**TEXTO DE LECTURA:**
Mi querido bus.
Donde todos bailan al ritmo del mismo bache
Cada mañana espero de diez a quince minutos en la esquina. En una mano sujeto el cambio exacto y mi credencial de la escuela, en la otra mis dedos tamborilean listos para hacer la intempestiva parada al camión que se contonea velozmente por la calle que está a cinco cuadras de mi casa.
La parada del camión. No hay nadie más valiente que los que nos aventuramos a domar esos monstruos mecánicos conducidos por choferes desvelados y apresurados. Tener la suerte de que se detenga no es suficiente, las colonias, que más parecen microcosmos, llenan el bus con solo dos esquinas. Una coreografía permanente de gente subiendo y bajando, dando de caderazos en cada frenón si les toca ir parados.
Subir y encontrar lugar también es un reto, sobre todo si esperas la ruta que llega a las ocho o nueve al centro de la ciudad, y que el asiento este firmemente clavado en el piso es otro punto, allí vamos como en una enorme mecedora que echa humo, dando brincos en los baches que el municipio jura no existen, a dre na li na pura, hay que saberse sujetar para no tumbarse en un tope.
¡Trompas rosas, naranjas, nombres con chinola blanca!, nada parece más representativo de nuestro arte popular que los murales que adornan la parte trasera de los camiones. “Lorenzo” “Mi querida Lupita” “El rey del camino”, se lee en las pared interior junto al chofer que no suelta su coca cola fría ni un instante.

**REGISTROS DE DATOS:**
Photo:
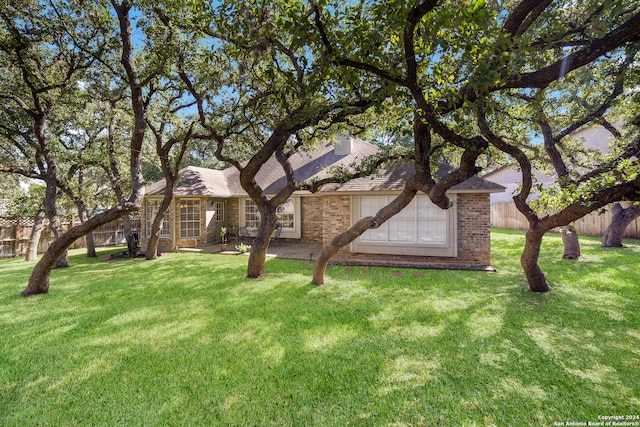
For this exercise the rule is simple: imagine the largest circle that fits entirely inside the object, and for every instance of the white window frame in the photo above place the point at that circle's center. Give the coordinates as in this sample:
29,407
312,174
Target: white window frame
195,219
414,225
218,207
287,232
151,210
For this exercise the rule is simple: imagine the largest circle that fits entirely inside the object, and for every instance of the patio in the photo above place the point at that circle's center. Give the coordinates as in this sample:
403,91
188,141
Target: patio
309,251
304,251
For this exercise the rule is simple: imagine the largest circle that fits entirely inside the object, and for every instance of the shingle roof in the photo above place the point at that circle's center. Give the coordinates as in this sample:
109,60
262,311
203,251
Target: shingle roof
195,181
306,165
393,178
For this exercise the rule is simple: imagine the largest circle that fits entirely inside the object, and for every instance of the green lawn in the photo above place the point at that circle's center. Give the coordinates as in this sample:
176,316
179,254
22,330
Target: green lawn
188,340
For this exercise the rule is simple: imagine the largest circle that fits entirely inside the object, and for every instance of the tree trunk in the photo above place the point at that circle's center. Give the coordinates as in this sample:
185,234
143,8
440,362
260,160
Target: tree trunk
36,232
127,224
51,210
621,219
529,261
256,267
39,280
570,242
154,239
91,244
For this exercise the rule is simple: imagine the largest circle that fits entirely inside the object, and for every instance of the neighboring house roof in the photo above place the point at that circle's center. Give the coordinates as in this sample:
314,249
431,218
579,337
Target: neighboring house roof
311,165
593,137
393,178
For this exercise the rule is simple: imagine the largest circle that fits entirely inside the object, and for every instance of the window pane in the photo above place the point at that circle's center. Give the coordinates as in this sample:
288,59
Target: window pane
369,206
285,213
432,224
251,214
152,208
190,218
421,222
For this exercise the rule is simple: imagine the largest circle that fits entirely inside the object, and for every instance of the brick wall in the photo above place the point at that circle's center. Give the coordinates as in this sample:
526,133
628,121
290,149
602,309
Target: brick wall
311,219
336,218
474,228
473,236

...

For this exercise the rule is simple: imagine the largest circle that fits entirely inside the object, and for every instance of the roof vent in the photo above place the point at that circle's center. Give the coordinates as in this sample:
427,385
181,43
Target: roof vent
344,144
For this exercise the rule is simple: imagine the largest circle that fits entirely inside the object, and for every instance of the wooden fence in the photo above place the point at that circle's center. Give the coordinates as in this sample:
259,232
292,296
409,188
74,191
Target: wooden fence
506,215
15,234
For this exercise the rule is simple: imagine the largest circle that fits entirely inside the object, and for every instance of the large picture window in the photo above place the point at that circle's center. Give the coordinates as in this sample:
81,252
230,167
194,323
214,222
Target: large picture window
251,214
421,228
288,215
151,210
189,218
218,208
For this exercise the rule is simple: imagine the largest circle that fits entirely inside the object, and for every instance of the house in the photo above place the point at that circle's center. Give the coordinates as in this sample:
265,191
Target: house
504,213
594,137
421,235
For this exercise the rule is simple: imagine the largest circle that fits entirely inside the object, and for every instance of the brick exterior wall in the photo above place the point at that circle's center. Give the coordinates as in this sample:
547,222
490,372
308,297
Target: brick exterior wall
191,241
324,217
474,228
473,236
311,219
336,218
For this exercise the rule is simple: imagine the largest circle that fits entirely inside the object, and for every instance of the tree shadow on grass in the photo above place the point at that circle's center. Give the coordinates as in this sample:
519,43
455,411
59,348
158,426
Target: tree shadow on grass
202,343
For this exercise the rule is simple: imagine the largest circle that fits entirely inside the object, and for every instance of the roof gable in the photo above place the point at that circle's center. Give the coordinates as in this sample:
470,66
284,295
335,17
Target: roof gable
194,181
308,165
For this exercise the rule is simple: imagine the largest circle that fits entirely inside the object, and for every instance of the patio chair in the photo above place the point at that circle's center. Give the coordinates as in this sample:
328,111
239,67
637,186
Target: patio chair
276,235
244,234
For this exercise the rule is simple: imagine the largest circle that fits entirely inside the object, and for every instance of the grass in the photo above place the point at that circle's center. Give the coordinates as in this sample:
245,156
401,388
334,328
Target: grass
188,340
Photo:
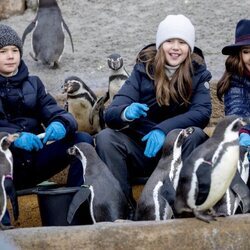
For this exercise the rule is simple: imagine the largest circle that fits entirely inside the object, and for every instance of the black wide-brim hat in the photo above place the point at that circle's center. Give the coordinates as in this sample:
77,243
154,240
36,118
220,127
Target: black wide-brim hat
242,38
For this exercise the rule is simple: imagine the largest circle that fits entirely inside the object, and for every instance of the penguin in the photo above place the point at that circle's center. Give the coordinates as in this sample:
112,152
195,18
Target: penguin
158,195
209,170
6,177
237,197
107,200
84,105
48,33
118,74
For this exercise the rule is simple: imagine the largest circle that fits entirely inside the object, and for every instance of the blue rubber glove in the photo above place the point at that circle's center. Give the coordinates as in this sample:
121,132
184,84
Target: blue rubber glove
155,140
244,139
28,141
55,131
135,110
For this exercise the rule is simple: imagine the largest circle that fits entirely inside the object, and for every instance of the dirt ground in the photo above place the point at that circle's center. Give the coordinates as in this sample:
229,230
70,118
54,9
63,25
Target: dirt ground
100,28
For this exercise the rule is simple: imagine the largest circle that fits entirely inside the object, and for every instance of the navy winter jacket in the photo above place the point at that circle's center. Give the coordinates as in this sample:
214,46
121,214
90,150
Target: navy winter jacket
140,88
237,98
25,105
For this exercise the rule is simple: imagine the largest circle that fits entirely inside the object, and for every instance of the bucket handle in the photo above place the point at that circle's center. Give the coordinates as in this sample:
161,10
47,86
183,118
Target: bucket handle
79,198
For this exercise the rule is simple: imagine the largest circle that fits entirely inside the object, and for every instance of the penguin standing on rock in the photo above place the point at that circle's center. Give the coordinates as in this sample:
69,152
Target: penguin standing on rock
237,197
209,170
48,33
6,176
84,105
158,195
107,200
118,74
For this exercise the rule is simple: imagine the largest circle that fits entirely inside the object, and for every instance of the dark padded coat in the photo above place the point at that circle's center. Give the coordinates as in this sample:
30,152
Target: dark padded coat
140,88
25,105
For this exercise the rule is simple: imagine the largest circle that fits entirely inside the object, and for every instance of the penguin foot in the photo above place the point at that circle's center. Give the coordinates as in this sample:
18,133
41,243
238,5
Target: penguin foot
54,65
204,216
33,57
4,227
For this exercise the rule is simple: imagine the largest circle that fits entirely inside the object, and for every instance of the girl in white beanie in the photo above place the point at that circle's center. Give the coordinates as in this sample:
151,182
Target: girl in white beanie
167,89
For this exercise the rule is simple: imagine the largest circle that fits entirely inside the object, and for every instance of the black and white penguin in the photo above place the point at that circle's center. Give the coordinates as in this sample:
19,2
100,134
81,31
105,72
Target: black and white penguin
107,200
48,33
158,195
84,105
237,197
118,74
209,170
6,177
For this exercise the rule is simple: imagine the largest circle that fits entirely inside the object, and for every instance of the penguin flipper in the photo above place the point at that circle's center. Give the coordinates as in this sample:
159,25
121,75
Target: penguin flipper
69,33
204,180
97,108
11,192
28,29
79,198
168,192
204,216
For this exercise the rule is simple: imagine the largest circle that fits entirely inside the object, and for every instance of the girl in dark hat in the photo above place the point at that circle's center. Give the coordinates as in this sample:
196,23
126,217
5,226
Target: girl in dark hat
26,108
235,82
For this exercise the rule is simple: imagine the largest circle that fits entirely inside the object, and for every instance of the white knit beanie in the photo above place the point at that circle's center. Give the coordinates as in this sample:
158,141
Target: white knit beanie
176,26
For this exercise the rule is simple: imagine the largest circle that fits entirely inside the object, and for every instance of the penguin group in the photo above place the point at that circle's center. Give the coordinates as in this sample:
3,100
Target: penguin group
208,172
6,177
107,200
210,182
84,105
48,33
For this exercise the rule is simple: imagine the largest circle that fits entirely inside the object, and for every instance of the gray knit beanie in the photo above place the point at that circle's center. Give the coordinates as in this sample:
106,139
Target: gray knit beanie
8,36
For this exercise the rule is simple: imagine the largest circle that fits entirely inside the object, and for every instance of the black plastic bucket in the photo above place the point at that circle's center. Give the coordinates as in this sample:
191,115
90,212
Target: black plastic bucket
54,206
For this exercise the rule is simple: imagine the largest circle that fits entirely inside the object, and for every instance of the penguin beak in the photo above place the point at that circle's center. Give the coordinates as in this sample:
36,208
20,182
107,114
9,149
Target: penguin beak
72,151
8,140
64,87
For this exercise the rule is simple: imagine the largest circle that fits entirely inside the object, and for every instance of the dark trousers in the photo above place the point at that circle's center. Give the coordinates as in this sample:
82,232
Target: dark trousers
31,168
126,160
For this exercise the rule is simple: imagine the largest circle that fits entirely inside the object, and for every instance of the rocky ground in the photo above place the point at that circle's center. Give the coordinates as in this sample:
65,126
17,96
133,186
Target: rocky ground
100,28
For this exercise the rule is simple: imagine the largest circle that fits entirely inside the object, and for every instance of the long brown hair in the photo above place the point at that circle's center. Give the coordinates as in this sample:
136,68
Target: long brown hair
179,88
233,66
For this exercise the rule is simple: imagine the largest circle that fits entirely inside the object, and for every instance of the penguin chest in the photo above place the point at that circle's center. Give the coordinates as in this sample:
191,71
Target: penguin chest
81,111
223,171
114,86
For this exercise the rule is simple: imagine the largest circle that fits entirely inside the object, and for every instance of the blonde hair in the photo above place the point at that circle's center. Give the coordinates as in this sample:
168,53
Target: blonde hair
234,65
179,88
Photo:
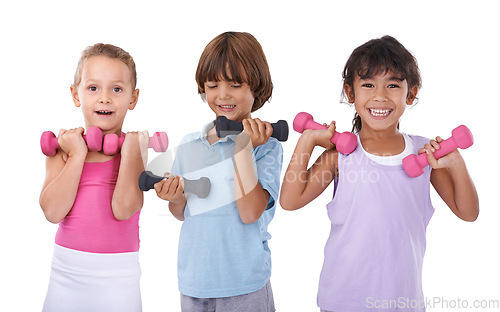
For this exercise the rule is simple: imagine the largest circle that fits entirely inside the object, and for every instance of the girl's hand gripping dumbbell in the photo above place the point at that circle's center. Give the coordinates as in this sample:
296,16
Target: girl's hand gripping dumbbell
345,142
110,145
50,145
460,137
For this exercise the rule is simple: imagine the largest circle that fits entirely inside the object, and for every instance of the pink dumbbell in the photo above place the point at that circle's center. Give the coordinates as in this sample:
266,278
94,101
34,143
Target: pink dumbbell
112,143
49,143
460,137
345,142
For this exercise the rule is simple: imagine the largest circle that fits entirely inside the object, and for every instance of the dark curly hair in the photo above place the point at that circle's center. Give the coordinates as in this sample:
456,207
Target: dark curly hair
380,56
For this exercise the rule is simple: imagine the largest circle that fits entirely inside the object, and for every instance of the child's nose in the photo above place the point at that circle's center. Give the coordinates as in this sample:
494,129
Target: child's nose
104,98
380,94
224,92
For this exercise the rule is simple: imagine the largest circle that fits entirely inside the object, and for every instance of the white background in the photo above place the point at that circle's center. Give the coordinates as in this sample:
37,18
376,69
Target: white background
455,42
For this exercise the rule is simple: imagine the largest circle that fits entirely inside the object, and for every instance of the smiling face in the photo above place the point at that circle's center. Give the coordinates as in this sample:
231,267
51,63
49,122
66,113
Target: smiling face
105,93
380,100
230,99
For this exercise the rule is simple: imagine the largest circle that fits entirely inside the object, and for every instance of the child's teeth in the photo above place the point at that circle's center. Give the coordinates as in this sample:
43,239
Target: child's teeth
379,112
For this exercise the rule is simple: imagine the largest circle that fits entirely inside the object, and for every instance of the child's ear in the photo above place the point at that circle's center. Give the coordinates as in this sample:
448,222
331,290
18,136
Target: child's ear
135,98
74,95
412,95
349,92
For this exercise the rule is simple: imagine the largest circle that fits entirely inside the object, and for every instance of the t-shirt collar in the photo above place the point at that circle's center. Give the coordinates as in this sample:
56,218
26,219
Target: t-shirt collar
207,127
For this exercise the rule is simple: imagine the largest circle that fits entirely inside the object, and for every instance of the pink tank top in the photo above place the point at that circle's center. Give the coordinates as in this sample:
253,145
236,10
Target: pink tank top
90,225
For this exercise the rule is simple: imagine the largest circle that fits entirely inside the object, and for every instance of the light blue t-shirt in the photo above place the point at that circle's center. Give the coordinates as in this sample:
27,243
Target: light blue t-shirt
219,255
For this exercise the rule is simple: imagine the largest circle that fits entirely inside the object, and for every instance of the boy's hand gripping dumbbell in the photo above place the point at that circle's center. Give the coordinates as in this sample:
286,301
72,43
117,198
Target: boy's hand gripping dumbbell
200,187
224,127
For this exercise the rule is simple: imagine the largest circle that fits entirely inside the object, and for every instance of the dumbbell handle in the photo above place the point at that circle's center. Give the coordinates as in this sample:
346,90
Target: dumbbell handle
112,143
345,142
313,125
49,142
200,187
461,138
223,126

* * *

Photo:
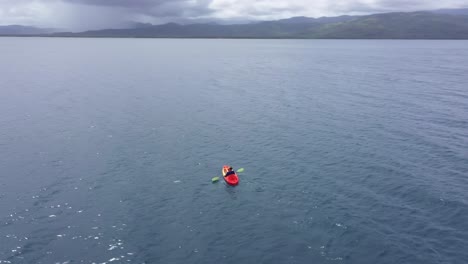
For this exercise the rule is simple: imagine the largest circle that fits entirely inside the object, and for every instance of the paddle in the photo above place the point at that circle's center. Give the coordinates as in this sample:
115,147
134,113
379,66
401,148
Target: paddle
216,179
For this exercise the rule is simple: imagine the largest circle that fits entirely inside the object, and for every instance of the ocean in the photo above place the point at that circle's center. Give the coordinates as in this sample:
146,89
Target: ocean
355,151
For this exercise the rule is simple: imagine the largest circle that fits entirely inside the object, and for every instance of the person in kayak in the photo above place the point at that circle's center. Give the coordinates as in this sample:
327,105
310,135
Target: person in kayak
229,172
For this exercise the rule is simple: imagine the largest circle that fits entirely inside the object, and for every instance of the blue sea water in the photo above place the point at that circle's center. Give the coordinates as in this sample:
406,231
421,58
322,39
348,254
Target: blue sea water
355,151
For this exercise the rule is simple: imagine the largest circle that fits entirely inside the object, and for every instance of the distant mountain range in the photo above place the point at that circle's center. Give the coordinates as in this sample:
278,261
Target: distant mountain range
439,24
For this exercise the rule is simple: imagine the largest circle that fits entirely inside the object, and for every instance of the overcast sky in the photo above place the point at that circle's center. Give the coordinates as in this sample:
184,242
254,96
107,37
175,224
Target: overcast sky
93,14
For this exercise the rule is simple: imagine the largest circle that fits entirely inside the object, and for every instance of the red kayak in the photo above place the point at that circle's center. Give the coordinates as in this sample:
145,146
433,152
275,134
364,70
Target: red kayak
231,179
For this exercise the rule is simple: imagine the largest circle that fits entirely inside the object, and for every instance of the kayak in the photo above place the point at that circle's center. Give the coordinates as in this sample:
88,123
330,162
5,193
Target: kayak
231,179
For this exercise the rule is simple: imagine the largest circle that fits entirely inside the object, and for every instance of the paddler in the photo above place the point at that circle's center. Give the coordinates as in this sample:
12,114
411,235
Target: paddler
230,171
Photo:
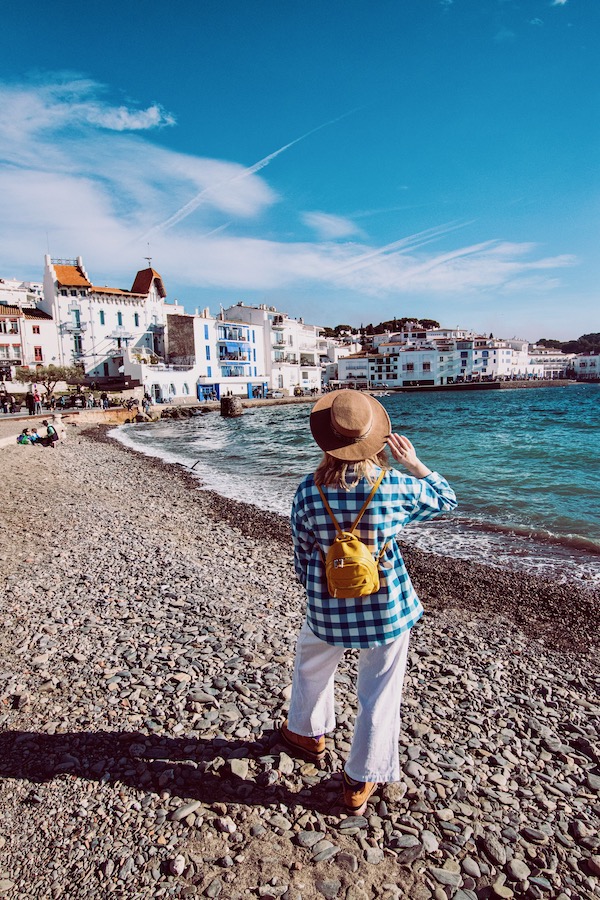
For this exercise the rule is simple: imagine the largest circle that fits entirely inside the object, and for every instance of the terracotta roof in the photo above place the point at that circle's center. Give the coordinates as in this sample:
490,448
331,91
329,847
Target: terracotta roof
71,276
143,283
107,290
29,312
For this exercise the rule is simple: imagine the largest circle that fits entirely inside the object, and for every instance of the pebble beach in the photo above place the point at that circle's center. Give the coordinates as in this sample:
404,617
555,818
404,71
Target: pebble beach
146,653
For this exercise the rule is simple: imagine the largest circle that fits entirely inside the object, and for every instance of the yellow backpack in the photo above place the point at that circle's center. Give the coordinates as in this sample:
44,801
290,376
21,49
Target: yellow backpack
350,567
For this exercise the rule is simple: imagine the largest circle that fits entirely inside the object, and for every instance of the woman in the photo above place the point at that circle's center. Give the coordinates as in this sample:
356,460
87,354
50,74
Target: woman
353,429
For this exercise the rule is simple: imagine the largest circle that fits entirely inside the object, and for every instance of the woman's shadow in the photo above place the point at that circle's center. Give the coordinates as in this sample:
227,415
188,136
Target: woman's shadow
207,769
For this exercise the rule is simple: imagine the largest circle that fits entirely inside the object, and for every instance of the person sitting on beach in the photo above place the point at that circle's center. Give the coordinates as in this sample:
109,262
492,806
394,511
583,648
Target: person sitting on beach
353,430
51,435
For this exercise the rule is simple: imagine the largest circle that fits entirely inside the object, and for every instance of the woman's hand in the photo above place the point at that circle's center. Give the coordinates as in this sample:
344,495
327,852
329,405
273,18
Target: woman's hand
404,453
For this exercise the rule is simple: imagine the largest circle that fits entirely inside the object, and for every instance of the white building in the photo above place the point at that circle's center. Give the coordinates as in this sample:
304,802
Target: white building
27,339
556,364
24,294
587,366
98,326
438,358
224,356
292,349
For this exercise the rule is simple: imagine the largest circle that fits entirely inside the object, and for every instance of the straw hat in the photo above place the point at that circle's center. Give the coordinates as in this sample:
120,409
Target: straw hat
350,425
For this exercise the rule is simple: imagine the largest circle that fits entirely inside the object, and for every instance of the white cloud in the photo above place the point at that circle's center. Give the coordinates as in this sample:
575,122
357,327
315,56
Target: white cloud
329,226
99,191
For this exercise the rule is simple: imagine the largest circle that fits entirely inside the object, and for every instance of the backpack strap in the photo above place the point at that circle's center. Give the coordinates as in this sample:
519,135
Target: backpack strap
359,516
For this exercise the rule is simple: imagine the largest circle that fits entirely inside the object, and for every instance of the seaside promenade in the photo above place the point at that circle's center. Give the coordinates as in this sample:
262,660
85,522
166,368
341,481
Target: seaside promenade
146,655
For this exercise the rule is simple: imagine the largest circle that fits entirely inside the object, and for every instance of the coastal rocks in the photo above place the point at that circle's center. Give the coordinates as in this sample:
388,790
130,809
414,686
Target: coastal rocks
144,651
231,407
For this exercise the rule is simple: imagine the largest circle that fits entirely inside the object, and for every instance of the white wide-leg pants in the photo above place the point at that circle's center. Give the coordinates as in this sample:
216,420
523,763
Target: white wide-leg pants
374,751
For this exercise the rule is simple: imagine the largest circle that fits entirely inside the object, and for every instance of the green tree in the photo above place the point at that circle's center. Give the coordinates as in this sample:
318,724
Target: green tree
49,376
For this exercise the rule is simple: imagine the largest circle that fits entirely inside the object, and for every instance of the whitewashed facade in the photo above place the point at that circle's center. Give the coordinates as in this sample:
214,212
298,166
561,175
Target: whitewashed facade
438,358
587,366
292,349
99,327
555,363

**ACCIONES REQUERIDAS:**
• A. En el texto de lectura, ¿qué es lo que el chofer no suelta ni un instante?
• B. Reúne todas las líneas de los registros que contengan la palabra "water".

**LAS SOLUCIONES:**
• A. Su coca cola fría.

• B.
For this exercise the rule is simple: imagine the largest circle that fits entirely inside the object, and for every instance of the blue sea water in the photo above place the point at that circle's center. Give the coordinates as in this sample:
Target: blue sea water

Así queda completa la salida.